**Text section**
Home Software Services About Contact usearch manual
FAQ: Should I increase the expected error threshold for long reads?

A maximum expected error threshold of 1 means that the most probable number of errors is zero, regardless of the read length. I would recommend using this threshold unless you have a good reason to change it. A common objection is that too many reads are discarded, but assuming you are doing OTU analysis, you should find that most of the discarded reads are recovered when you map the unfiltered reads to your OTUs.

If this doesn't happen, you may need to consider other strategies such as truncating the reads to reduce the error rate.

Another question to consider is whether you follow my recommendation to discard singletons before OTU clustering. If you do discard singletons, this should take care of a large majority of the "harmful" reads in the tail of the distribution, i.e. those with >3% errors. In that case, you could try using higher expected error thresholds. Suppose you get more OTUs. This could be a good thing (higher sensitivity) or a bad thing (most of the new OTUs are spurious). How could you distinguish these two situations? If you have a lot of spurious OTUs, how would this impact the biological questions you are trying to answer?

The best way to check error rates is to use a control sample such as a mock community, but most people don't sequence a control sample so this check may not be available. In that case, I prefer to be conservative because most analysis pipelines produce large numbers of spurious OTUs.

**Provided data**
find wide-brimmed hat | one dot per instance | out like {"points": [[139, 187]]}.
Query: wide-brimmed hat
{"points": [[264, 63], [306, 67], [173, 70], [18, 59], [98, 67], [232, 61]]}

**Exercise instructions**
Answer these from the FAQ on expected error thresholds for long reads:
1. What does a maximum expected error threshold of 1 mean?
2. What strategy does the FAQ mention for when discarded reads are not recovered by mapping unfiltered reads to OTUs?
3. What does the FAQ call the best way to check error rates?

**Answer to the exercise**
1. The most probable number of errors is zero, regardless of the read length.
2. Truncating the reads to reduce the error rate.
3. Using a control sample such as a mock community.